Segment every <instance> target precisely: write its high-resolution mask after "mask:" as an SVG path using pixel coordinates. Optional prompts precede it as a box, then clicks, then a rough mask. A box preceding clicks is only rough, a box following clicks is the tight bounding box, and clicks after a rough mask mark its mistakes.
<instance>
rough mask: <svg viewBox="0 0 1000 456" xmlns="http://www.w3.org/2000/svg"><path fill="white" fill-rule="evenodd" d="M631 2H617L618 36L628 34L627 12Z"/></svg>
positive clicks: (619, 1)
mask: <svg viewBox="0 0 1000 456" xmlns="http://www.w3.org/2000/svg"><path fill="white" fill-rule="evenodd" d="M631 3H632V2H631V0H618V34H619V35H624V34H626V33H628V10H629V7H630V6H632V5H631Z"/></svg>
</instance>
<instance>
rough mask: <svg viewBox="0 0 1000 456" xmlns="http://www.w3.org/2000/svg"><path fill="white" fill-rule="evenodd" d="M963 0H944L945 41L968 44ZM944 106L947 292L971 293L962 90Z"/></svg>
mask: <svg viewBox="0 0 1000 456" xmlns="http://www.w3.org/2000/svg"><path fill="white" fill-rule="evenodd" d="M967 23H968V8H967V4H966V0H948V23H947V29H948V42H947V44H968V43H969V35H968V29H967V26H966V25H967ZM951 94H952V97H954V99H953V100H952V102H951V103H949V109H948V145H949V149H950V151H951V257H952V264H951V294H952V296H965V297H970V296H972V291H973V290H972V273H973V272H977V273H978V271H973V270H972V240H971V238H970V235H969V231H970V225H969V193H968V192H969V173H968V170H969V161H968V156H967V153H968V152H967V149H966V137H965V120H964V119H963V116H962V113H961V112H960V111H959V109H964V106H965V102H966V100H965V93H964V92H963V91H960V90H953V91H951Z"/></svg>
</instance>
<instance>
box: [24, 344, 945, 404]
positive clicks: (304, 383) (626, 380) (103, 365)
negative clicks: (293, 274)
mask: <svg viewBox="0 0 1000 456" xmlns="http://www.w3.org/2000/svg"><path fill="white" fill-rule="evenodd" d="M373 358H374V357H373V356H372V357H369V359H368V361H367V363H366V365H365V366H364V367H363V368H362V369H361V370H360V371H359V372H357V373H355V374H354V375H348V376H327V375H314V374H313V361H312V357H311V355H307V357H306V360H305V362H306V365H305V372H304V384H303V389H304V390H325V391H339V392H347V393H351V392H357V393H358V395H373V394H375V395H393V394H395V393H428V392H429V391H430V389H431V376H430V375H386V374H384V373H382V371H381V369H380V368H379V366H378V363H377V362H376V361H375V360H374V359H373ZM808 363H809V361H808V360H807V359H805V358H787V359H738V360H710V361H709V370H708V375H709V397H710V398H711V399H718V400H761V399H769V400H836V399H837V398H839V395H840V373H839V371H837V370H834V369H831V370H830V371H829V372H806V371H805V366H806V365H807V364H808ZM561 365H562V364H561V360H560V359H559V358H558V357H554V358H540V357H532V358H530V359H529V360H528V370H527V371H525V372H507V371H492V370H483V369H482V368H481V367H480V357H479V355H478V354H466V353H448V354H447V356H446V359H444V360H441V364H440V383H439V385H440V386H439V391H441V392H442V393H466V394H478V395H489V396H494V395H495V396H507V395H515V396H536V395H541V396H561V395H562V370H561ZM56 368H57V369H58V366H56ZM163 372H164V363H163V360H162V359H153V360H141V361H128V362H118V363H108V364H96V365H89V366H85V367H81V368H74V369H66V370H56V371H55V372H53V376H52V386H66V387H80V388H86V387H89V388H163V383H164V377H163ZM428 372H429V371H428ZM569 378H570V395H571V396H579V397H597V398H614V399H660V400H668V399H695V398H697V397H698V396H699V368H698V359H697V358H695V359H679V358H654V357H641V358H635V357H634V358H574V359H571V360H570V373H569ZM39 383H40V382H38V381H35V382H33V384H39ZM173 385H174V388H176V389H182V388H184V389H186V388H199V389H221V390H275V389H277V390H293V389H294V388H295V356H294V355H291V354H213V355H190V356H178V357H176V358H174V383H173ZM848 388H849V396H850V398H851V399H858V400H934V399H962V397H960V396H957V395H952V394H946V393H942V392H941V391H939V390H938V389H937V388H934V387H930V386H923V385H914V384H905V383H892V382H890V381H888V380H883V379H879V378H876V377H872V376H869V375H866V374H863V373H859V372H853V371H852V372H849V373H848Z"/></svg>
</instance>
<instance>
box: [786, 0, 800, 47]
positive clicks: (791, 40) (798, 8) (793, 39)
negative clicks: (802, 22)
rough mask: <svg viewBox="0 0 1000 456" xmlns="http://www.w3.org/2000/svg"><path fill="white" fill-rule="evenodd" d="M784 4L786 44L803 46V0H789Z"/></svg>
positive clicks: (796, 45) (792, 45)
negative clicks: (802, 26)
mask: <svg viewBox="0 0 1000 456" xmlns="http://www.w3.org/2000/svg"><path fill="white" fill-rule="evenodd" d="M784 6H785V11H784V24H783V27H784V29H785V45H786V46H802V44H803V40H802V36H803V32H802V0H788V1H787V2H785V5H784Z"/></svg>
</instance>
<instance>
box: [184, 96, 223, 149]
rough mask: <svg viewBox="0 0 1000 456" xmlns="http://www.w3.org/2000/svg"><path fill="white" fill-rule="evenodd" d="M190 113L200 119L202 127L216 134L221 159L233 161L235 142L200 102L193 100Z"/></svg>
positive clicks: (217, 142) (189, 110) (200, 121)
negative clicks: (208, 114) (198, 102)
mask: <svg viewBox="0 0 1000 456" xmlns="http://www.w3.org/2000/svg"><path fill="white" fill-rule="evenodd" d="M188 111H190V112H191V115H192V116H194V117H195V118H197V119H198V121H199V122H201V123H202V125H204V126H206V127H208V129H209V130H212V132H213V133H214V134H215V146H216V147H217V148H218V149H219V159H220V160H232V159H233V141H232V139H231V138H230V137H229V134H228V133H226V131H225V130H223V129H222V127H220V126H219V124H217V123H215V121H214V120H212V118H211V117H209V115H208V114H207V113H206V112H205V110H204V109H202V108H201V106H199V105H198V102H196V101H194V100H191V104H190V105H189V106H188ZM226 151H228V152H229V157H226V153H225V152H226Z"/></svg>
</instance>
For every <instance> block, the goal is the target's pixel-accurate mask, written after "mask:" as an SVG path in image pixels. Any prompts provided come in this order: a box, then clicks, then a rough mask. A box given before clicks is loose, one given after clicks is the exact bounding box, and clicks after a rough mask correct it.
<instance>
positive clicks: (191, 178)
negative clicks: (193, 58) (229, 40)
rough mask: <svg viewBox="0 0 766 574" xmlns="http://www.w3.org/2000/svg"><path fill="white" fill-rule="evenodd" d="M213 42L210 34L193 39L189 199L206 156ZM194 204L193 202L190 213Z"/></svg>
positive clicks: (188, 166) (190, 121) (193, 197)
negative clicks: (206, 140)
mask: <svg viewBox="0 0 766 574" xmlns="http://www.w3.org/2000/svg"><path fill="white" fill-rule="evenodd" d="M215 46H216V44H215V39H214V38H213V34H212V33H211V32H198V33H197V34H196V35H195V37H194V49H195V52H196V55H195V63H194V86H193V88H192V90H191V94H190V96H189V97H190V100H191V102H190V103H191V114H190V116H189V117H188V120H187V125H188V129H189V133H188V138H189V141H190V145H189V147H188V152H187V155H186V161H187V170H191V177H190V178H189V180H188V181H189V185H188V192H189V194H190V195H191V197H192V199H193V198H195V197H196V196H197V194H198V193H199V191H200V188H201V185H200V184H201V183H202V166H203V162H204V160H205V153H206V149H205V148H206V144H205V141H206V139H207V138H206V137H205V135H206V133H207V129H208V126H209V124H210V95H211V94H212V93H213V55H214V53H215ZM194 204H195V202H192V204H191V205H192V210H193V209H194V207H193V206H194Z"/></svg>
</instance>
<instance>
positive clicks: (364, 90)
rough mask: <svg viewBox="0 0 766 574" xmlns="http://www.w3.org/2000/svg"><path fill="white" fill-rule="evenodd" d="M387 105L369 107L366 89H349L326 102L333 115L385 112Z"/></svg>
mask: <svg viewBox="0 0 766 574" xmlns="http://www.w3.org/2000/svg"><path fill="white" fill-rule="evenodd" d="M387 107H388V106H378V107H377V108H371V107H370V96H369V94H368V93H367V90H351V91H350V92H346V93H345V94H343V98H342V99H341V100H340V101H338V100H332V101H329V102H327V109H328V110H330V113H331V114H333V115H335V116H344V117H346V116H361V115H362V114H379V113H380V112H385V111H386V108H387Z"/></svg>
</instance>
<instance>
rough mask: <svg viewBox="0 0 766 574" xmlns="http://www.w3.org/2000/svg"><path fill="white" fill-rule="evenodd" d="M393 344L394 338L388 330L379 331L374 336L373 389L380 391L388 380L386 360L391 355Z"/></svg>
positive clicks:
+ + + + + + +
## Description of the task
Report each line of the items above that contains the word "negative", copying every such line in full.

## Output for this task
negative clicks: (293, 274)
negative clicks: (802, 22)
negative clicks: (802, 26)
negative clicks: (208, 114) (198, 102)
negative clicks: (193, 58) (229, 40)
negative clicks: (206, 140)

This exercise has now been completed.